* Selected excerpt:
++++++

The Black community has suffered generations of systemic racism, bias and police brutality, as the world saw in the wake of George Floyd’s murder by a police officer. Being Black in America is like constantly being on trial with no end. As Chimamanda Adichie says, “American society has imposed the burden of negative stereotypes on Blackness.” Blackness is not the problem. Black is beautiful. Racism is the problem. As advocates, grassroots organizers, community leaders, philanthropists, nonprofit leaders and social impact entrepreneurs, Black people have always persevered with grit, resiliency and limited resources to pursue social justice issues, address problems and create a sustainable, replicable and long-lasting impact in their communities.
Racial inequality and marginalization have made financial resources challenging to access. Yet, these resources are critical to creating change and propelling the Black community forward. As an Impact Intern, I was part of an all-women team working with more than 270 Black-led nonprofit organizations registered to participate in Give 8/28. I vetted and registered all of the participating nonprofits and handled external communication with our stakeholders. Throughout the summer, I gained experience in fundraising, engaging with donors and sponsors, the decision-making process and managing social projects.

++++++

* Written request 1: Extract each line of the entries that contains the string "garage", matching case exactly.
The excerpt and the entries have nothing to do with each other.

++++++

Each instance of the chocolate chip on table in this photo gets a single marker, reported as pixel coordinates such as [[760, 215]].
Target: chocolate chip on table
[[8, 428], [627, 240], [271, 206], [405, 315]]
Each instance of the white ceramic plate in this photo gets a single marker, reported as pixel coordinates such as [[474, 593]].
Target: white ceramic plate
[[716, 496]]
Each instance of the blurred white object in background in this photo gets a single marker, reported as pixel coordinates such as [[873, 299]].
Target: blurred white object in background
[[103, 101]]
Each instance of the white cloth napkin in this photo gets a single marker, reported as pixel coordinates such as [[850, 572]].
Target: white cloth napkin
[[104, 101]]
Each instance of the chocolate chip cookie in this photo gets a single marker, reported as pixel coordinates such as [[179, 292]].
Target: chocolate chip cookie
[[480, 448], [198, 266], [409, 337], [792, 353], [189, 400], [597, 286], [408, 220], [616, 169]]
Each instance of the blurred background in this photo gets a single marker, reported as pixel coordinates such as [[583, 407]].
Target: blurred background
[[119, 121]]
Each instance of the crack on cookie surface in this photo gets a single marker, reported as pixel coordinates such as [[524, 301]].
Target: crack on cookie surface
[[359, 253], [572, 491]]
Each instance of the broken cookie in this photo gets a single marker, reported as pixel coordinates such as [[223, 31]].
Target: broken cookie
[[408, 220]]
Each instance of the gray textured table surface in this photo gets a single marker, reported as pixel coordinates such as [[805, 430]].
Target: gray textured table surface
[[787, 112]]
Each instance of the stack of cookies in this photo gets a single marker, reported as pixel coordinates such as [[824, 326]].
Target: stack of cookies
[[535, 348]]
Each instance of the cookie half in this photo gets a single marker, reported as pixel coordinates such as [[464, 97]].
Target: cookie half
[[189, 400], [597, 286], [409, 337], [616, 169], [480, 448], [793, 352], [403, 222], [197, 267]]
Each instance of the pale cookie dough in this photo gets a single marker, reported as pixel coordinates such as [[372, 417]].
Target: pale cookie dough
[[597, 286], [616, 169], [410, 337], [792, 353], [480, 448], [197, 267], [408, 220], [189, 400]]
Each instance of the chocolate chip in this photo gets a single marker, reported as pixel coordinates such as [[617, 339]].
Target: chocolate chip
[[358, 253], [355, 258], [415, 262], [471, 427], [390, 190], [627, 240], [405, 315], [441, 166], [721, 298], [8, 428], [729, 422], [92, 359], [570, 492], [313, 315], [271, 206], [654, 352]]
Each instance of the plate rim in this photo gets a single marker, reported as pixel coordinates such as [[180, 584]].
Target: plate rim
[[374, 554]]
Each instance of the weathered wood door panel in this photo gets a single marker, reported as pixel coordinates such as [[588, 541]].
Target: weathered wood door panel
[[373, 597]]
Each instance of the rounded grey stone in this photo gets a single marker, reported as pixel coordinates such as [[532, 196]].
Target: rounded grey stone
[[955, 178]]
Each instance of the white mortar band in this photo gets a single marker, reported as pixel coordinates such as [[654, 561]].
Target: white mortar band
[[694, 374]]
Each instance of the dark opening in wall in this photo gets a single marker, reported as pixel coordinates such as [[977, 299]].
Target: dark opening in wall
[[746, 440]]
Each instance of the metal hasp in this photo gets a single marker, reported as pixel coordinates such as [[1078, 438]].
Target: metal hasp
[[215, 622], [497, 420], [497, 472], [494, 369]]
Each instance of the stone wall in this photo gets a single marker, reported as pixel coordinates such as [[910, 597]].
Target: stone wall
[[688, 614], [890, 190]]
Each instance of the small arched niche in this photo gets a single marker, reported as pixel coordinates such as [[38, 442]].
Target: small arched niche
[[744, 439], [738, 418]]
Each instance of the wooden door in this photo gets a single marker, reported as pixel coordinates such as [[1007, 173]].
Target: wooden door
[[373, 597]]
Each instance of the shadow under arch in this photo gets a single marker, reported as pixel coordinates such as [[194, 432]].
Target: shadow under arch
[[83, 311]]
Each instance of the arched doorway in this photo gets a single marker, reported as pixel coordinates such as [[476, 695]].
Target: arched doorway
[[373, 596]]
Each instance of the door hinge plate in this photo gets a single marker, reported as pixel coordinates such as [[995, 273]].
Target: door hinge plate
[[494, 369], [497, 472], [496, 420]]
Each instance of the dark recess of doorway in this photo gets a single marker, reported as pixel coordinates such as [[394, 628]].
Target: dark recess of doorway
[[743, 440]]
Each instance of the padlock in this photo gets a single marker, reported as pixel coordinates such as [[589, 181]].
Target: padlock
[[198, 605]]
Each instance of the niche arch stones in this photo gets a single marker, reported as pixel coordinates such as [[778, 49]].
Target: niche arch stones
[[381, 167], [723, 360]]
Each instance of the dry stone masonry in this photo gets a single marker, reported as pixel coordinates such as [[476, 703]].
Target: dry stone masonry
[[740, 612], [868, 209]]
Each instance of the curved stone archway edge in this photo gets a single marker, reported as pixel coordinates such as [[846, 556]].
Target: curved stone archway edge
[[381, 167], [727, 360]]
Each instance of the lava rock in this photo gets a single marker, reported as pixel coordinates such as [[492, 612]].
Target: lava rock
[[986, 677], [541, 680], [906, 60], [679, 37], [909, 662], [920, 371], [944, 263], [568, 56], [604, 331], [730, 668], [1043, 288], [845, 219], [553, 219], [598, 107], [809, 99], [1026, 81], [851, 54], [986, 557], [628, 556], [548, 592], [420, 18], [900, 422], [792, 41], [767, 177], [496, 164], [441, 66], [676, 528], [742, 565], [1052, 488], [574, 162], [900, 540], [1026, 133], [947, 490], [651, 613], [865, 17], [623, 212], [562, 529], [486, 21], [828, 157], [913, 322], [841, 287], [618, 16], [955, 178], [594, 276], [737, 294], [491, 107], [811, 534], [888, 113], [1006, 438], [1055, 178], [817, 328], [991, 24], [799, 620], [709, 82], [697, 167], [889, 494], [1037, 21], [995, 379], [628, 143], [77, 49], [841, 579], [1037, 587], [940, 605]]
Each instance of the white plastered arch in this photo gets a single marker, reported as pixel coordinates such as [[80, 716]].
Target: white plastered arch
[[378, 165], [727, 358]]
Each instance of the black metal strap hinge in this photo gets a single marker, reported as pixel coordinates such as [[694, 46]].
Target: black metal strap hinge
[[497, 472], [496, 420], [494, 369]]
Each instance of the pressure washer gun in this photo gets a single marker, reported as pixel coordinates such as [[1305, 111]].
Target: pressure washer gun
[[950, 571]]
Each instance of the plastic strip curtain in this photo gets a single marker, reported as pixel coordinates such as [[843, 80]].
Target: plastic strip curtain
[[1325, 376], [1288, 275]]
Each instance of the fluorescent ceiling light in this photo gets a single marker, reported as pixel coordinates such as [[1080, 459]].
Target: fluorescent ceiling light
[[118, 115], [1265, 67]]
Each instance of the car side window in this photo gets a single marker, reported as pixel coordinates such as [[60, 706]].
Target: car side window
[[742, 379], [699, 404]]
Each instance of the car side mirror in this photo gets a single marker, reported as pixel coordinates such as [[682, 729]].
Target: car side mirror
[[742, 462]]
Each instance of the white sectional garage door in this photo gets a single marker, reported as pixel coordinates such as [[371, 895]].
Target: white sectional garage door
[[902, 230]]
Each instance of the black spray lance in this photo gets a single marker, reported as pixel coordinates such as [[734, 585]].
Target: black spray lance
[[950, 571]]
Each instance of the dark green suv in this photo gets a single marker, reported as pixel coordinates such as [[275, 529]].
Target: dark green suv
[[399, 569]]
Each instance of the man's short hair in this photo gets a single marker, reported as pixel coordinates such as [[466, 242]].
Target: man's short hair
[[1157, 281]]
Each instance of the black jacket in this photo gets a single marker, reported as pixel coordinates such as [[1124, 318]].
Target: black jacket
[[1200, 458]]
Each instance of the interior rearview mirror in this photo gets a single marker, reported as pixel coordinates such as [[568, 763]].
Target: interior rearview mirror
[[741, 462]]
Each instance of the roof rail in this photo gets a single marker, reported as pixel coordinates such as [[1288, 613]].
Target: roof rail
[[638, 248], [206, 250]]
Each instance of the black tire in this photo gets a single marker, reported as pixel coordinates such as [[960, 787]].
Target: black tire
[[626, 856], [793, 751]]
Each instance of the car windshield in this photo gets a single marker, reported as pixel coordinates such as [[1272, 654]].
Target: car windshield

++++++

* Written request 2: Render the sentence "Yet, these resources are critical to creating change and propelling the Black community forward." from the excerpt on Black-led nonprofits into Spanish.

* Expected output 1:
Each instance of the white sectional garage door in this photo gets a single marker, reported as pixel coordinates such as [[371, 895]].
Target: white sectional garage door

* Expected output 2: Sin embargo, estos recursos son fundamentales para generar cambios e impulsar a la comunidad negra hacia adelante.